Los clientes optaron por recorrer los pasillos en búsqueda de cualquier otro producto que reemplace lo que, en principio, buscaban. Por supuesto hubo algunos que mantenían la calma, que entendían que mayor cantidad de papel higiénico y jabones no significaba la salvación para el coronavirus, pero preferían llevarse un par de paquetes a casa a manera de “precaución”. Desde los parlantes, los vendedores anunciaban que pronto iban a reponer lo que se había acabado y así calmar los oídos de sus impacientes compradores.
En el Tottus de la Av. La Marina había menos gente pero las ansias por comprar eran las mismas. Y a diferencia de los otros lugares, aquí lo que faltaba era carne de res y de chancho. Anaqueles de por lo menos dos metros de altura lucían vacíos. Los agentes de seguridad trataban de evitar que los visitantes tomaran fotos a pero era inevitable. Por cada uno de ellos habían cinco clientes que sacaban su equipo celular y grababan el espectáculo que tenían delante de sus ojos.
###
* QUÉ HACER: Copia el fragmento del texto sobre las compras en los supermercados que va desde "En el Tottus" hasta "de sus ojos." y sustituye "chancho" por "cerdo".
###
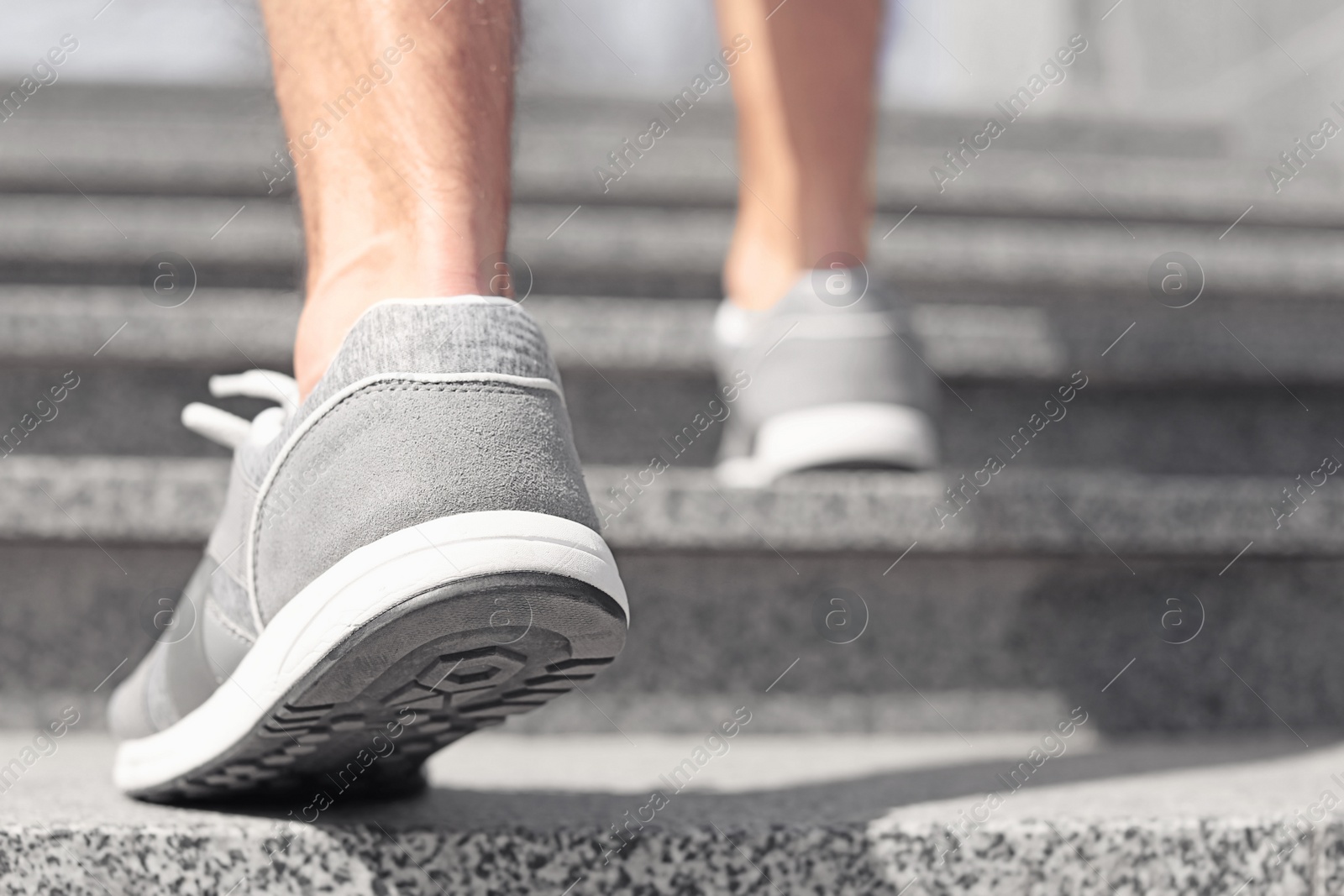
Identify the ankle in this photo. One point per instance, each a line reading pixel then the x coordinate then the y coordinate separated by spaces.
pixel 759 273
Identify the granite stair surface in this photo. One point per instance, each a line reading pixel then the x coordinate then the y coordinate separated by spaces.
pixel 1144 817
pixel 1139 559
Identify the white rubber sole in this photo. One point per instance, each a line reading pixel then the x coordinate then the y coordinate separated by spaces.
pixel 365 584
pixel 831 434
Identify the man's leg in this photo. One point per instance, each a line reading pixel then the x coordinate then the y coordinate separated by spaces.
pixel 806 114
pixel 405 184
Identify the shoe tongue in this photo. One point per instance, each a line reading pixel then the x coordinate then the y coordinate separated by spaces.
pixel 459 335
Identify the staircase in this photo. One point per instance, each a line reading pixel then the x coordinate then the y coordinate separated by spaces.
pixel 1136 559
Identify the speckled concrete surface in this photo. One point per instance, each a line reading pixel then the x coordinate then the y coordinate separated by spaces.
pixel 1263 828
pixel 62 829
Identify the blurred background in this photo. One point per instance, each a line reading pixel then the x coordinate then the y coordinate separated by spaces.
pixel 1045 259
pixel 1240 62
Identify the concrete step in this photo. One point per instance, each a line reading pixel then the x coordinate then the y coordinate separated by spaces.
pixel 515 815
pixel 1178 594
pixel 1213 389
pixel 221 141
pixel 652 250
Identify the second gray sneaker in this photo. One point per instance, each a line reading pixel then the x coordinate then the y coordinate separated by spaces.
pixel 407 557
pixel 833 382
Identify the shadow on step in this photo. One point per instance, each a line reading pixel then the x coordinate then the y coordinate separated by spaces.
pixel 833 802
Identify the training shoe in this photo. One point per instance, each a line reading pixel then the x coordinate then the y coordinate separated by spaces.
pixel 405 558
pixel 833 382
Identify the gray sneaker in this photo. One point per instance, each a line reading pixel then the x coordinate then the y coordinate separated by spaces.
pixel 832 379
pixel 405 558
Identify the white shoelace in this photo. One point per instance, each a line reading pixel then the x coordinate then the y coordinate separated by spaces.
pixel 232 430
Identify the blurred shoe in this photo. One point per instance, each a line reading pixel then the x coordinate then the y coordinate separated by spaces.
pixel 405 558
pixel 833 383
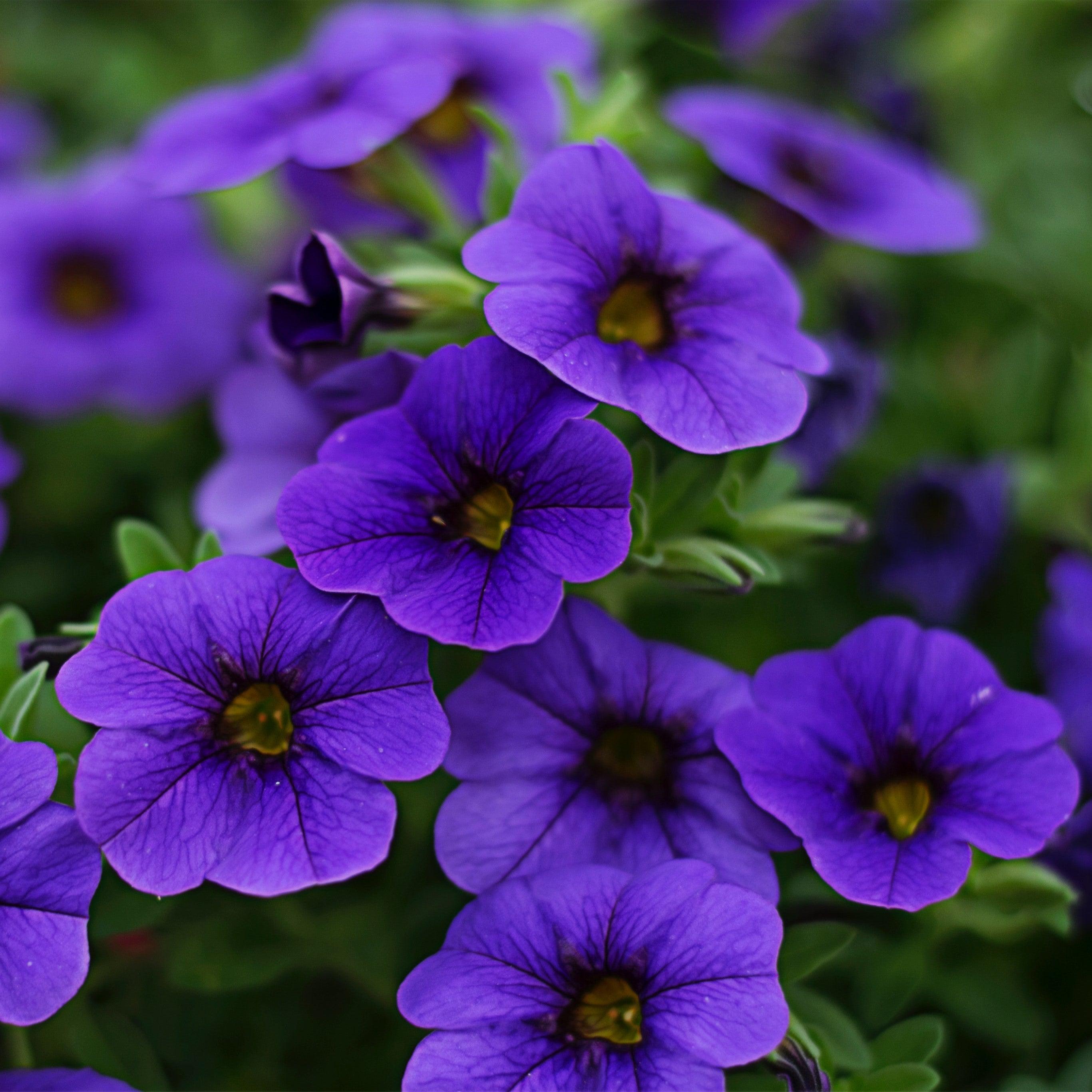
###
* RESPUESTA:
En el Tottus de la Av. La Marina había menos gente pero las ansias por comprar eran las mismas. Y a diferencia de los otros lugares, aquí lo que faltaba era carne de res y de cerdo. Anaqueles de por lo menos dos metros de altura lucían vacíos. Los agentes de seguridad trataban de evitar que los visitantes tomaran fotos a pero era inevitable. Por cada uno de ellos habían cinco clientes que sacaban su equipo celular y grababan el espectáculo que tenían delante de sus ojos.